--- Given passage ---
___

Friday, March 18, 2011

Hepatitis C ; Hormones: A Potential Explanation for Differences in Response Rates to Therapy

Hormones: A Potential Explanation for Differences in Response Rates to Therapy for Chronic Hepatitis C Infection

Kimberly A. Forde
Affiliations
Reprint requests Address requests fore reprints to: Kimberly A. Forde, MD, MHS, Division of Gastroenterology and Hepatology, Center for Clinical Epidemiology and Biostatistics, University of Pennsylvania, 3400 Spruce Street, 3 Ravdin, Philadelphia, Pennsylvania 19104,
K. Rajender Reddy
published online 25 January 2011.

Article Outline
References
Copyright


See “Early menopause is associated with lack of response to antiviral therapy in women with chronic hepatitis C,” by Villa E, Karampatou A, Cammà C, et al, on page 818.

Chronic hepatitis C (CHC) infection remains an important cause of morbidity and mortality worldwide. Although the incidence of infection has declined, corresponding to recognition of the major modes of hepatitis C virus (HCV) transmission and the establishment of preventative programs,1 the prior rate of acute infection informs and ultimately shapes the burden of disease observed currently.2 Because HCV exposure results in chronic infection in up to 85% of those individuals infected acutely3, 4 and the long-term sequelae of CHC5 take 20–30 years to manifest, the morbidity and mortality of CHC is projected to peak in the current decade.4, 6 Therefore, although prevention of new infections is of utmost importance, treatment of individuals with chronic infection, where readily available, will impact greatly and attenuate the development of the untoward consequences of CHC.

___

--- Source information ---
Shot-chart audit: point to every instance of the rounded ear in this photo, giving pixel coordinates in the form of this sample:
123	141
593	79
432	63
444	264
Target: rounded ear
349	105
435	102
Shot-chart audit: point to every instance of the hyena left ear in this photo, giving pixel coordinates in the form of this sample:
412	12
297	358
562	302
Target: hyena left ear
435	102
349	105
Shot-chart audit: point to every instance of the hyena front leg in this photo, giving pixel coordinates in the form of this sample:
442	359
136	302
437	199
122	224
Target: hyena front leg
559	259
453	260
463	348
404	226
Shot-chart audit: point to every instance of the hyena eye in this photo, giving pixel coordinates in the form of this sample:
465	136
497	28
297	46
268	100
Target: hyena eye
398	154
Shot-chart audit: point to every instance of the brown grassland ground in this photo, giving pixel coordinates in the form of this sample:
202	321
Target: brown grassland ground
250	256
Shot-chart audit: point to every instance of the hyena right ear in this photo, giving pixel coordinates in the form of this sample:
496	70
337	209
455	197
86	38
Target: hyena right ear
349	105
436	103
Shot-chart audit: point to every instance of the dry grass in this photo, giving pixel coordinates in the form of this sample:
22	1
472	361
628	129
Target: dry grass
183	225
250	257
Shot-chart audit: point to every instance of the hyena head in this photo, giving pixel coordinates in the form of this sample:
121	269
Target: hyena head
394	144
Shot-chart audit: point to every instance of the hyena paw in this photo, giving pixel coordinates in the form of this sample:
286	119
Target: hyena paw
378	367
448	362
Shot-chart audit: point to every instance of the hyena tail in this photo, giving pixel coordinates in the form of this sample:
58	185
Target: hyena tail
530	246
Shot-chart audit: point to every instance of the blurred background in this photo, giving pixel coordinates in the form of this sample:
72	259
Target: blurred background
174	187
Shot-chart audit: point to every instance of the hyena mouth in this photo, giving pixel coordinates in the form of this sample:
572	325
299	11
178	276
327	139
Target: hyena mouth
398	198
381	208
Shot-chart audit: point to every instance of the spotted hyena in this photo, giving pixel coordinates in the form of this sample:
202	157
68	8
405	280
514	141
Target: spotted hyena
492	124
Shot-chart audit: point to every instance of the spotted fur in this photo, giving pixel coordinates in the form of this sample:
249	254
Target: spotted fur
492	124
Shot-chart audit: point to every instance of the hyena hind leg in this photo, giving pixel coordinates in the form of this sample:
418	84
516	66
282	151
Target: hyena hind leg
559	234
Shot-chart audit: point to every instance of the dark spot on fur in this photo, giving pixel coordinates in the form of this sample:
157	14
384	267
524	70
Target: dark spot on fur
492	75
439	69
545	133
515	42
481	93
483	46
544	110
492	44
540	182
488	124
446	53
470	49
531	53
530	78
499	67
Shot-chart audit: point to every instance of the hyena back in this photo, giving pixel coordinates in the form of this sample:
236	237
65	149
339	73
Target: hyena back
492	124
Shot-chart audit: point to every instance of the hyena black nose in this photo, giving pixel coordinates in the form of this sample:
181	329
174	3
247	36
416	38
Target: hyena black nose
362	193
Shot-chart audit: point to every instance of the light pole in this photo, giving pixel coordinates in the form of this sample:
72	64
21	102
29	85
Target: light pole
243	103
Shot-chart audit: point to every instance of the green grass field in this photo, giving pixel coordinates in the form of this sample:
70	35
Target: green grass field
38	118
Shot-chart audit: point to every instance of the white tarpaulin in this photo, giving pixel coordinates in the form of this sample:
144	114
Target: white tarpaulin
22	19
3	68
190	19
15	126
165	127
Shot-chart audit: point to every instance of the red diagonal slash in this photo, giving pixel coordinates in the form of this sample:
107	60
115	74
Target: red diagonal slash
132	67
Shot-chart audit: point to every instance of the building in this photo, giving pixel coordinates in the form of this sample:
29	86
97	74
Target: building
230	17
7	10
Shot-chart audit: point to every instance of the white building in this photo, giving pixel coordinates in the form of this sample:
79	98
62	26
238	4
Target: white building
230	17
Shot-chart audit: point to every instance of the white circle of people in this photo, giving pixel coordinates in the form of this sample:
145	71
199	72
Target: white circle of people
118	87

___

--- Actions to take ---
[1] According to the hepatitis C passage, up to what share of acutely infected individuals develop chronic infection after HCV exposure?
[2] Return the portion of the hepatitis C passage starting at "Chronic hepatitis C (CHC)" and ending at "consequences of CHC.".
Answer from the text alone.

--- Solutions to each task ---
[1] Up to 85%.

[2]
Chronic hepatitis C (CHC) infection remains an important cause of morbidity and mortality worldwide. Although the incidence of infection has declined, corresponding to recognition of the major modes of hepatitis C virus (HCV) transmission and the establishment of preventative programs,1 the prior rate of acute infection informs and ultimately shapes the burden of disease observed currently.2 Because HCV exposure results in chronic infection in up to 85% of those individuals infected acutely3, 4 and the long-term sequelae of CHC5 take 20–30 years to manifest, the morbidity and mortality of CHC is projected to peak in the current decade.4, 6 Therefore, although prevention of new infections is of utmost importance, treatment of individuals with chronic infection, where readily available, will impact greatly and attenuate the development of the untoward consequences of CHC.